**Given exercise**:
Update the items from the line with "point: backlit leaf, one" up to and including the line with "Target: backlit leaf", replacing "backlit leaf" with "sunlit leaf" and leaving everything else unchanged.

--- Data ---

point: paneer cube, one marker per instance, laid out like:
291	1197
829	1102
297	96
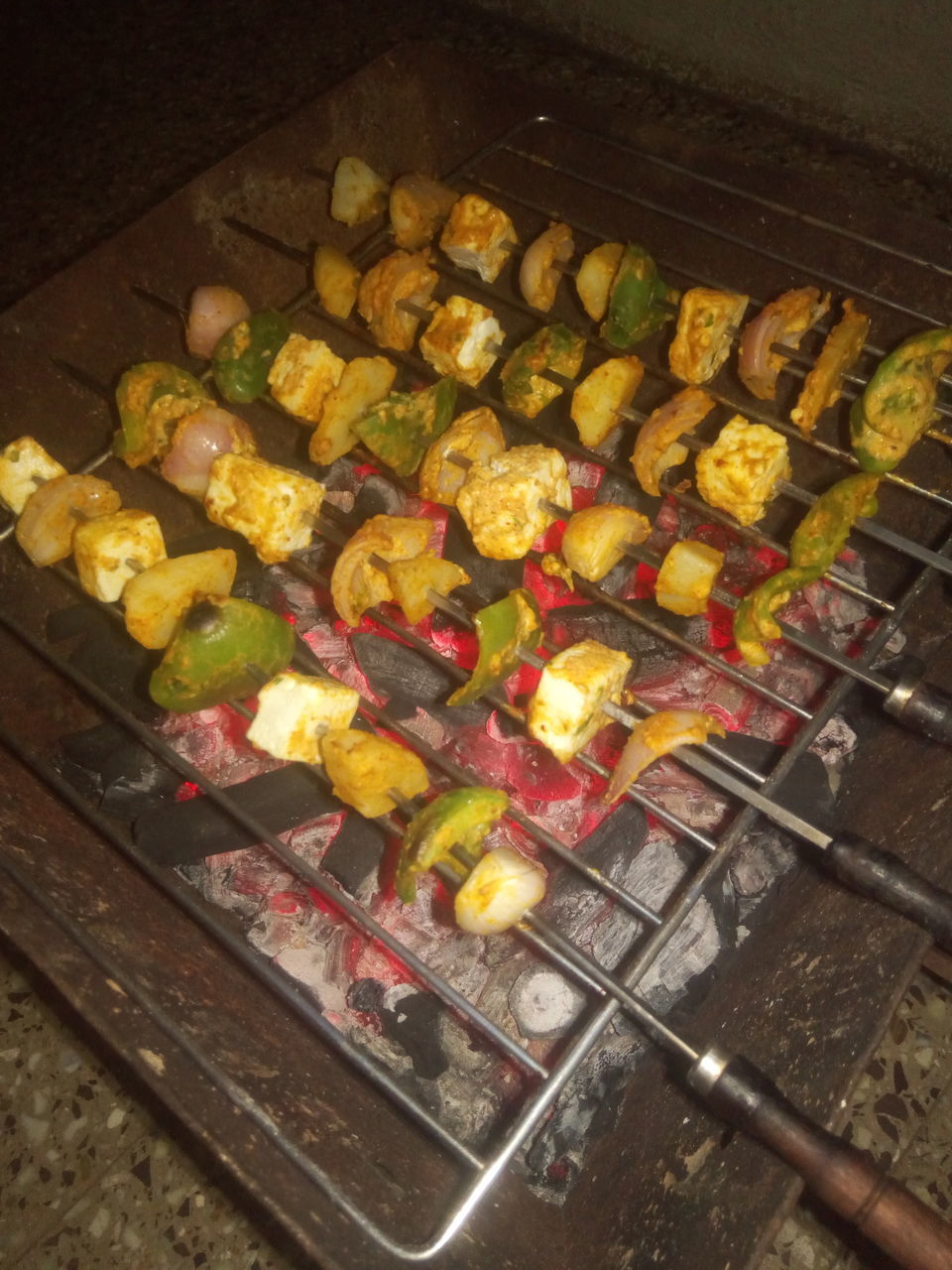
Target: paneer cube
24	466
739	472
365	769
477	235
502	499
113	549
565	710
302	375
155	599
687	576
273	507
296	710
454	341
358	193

---
--- Data ---

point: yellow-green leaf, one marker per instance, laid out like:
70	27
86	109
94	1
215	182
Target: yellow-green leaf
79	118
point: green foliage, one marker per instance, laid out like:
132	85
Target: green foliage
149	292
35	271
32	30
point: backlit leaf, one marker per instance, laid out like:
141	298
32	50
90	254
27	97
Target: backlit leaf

---
--- Data ---

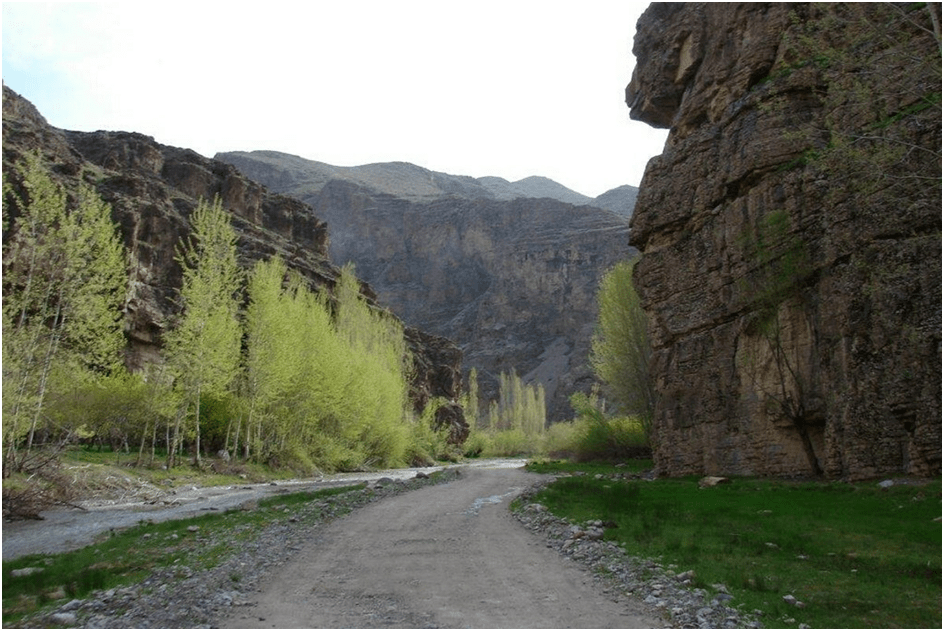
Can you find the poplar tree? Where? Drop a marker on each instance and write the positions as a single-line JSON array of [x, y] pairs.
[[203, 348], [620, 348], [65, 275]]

---

**Response to this exercise**:
point: sunlit leaf, one marker per instance, laid out like:
141	298
32	50
90	254
27	97
Target: sunlit leaf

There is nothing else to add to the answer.